### Extract to read

NEW YORK — A study of restaurant items promoted as gluten-free detected gluten in 32% of the items, but the study was unable to quantify the percentage of items over 20 parts per million of gluten. A Food and Drug Administration rule states that packaged foods labeled as gluten-free must contain less than 20 p.p.m. of gluten. No similar rule applies to restaurant foods.

The study appeared online March 26 in The American Journal of Gastroenterology and involved researchers from the Columbia University Medical Center in New York and Nima Labs in San Francisco. Items with the highest levels of gluten detection were pizza at 53% and pasta at 51%. A higher percentage of gluten detection was found at dinner (34%) than at lunch (30%) or breakfast (27%).

People with celiac disease must avoid gluten.

“Patients have long suspected that gluten contamination in restaurant foods is a frequent occurrence, and these results support that,” said Benjamin Lebwohl, M.D., who works in the Celiac Disease Center at New York’s Presbyterian Hospital and is assistant professor of medicine and epidemiology at Columbia Mailman School of Public Health in New York. “Our findings suggest that pizza, pasta and foods served at dinner were more likely to have a problem.”

The study involved 804 people performing 5,624 tests by using Nima, a commercially available gluten detection device that has been shown to detect gluten at levels as low as 5 p.p.m. and 10 p.p.m.  The researchers then uploaded the crowd-sourced data. Funding from the National Institutes of Health developed Nima.

######
### Available data

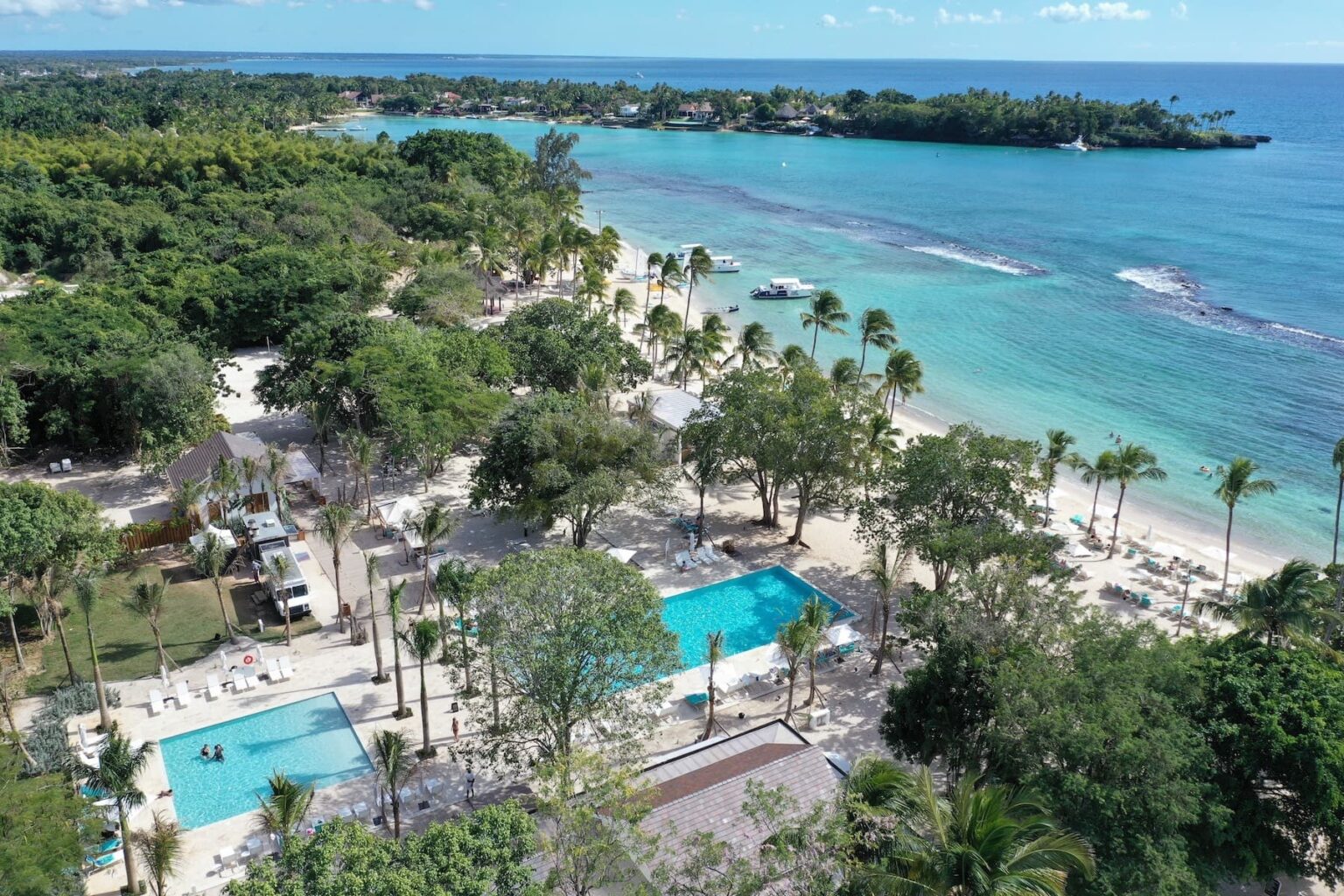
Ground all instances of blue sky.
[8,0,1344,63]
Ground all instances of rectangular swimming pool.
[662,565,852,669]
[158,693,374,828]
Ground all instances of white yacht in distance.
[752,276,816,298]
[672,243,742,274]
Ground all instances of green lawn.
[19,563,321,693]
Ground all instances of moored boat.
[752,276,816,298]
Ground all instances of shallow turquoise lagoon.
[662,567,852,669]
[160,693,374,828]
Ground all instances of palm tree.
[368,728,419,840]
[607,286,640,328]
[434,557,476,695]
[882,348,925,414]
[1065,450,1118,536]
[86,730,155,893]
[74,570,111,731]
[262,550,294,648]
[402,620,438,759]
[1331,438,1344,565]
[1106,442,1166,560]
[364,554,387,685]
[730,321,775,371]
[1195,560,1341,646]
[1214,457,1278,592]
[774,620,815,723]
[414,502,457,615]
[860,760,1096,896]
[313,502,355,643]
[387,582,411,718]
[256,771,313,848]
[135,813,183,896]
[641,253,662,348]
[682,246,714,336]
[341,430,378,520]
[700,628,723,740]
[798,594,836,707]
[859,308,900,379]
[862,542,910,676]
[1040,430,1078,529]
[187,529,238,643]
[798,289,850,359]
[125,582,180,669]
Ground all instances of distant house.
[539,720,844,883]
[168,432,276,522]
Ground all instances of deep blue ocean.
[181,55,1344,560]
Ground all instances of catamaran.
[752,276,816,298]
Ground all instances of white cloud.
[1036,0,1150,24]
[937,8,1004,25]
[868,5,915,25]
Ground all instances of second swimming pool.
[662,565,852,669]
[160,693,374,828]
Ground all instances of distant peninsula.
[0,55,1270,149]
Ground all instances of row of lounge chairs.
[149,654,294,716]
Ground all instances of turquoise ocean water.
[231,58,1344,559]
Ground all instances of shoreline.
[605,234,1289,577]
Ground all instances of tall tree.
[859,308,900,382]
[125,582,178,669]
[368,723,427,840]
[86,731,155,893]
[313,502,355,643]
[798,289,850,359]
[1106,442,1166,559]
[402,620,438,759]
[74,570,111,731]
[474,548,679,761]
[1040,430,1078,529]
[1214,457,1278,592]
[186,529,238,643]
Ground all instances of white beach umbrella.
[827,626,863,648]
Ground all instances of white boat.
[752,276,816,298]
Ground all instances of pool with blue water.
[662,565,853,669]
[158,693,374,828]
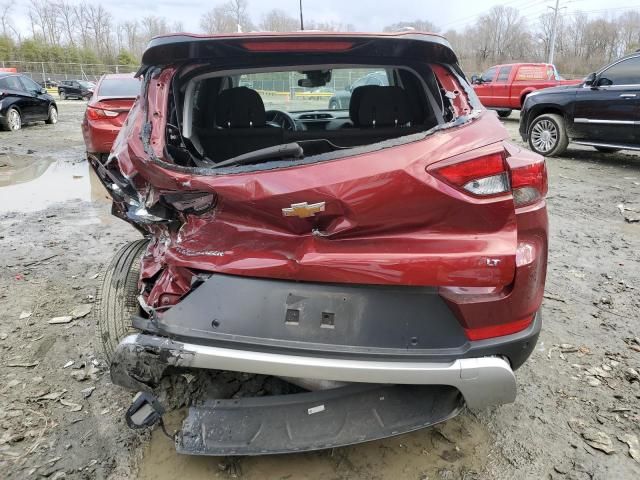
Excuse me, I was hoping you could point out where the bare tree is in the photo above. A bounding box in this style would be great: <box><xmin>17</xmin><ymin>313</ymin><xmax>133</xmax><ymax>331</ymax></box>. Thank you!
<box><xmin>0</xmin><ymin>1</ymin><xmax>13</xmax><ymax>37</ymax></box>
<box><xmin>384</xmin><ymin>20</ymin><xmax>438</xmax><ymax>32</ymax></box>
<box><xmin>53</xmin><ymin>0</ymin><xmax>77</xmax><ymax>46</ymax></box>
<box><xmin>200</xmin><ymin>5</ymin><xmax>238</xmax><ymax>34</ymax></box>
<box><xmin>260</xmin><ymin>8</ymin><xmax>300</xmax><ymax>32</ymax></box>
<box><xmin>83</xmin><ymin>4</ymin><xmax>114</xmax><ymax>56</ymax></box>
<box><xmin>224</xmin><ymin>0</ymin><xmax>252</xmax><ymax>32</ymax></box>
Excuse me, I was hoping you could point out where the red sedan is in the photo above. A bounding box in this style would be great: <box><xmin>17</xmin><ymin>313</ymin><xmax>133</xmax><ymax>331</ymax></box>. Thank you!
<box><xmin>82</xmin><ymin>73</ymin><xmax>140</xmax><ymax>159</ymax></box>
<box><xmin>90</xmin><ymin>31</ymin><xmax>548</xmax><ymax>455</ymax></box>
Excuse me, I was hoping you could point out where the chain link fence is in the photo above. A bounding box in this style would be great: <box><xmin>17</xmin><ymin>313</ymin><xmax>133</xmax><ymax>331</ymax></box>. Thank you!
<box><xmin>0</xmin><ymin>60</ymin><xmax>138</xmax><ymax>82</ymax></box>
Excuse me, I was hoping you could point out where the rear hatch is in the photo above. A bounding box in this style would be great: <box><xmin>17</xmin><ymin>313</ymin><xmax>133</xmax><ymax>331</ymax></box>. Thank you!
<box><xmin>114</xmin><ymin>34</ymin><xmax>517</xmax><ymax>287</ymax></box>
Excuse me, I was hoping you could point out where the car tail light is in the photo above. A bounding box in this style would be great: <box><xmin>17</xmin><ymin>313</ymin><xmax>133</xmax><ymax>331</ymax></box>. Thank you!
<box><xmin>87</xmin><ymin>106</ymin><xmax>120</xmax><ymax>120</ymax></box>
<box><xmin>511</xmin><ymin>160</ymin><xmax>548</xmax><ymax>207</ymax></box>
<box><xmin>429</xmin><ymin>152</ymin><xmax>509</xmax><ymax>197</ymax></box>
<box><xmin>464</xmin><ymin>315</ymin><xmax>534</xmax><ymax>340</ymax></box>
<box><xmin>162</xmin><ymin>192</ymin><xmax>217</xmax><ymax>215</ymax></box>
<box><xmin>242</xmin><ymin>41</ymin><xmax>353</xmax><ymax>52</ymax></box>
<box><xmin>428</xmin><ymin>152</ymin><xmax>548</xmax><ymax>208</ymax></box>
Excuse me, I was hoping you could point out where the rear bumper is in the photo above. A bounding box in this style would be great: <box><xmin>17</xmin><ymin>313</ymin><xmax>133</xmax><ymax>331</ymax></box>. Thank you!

######

> [Exercise 1] Decide whether each statement agrees with the article on gluten in restaurant foods, answering yes or no and quoting the deciding words: (a) gluten was detected in 32% of the restaurant items promoted as gluten-free; (b) the FDA rule for gluten-free labeling also covers restaurant foods; (c) gluten was detected more often at breakfast than at dinner.
> [Exercise 2] According to the article on gluten in restaurant foods, in which journal did the study appear?

> [Answer section 1]
(a) Yes: "A study of restaurant items promoted as gluten-free detected gluten in 32% of the items"
(b) No: "No similar rule applies to restaurant foods."
(c) No: "A higher percentage of gluten detection was found at dinner (34%) than at lunch (30%) or breakfast (27%)."

> [Answer section 2] The American Journal of Gastroenterology.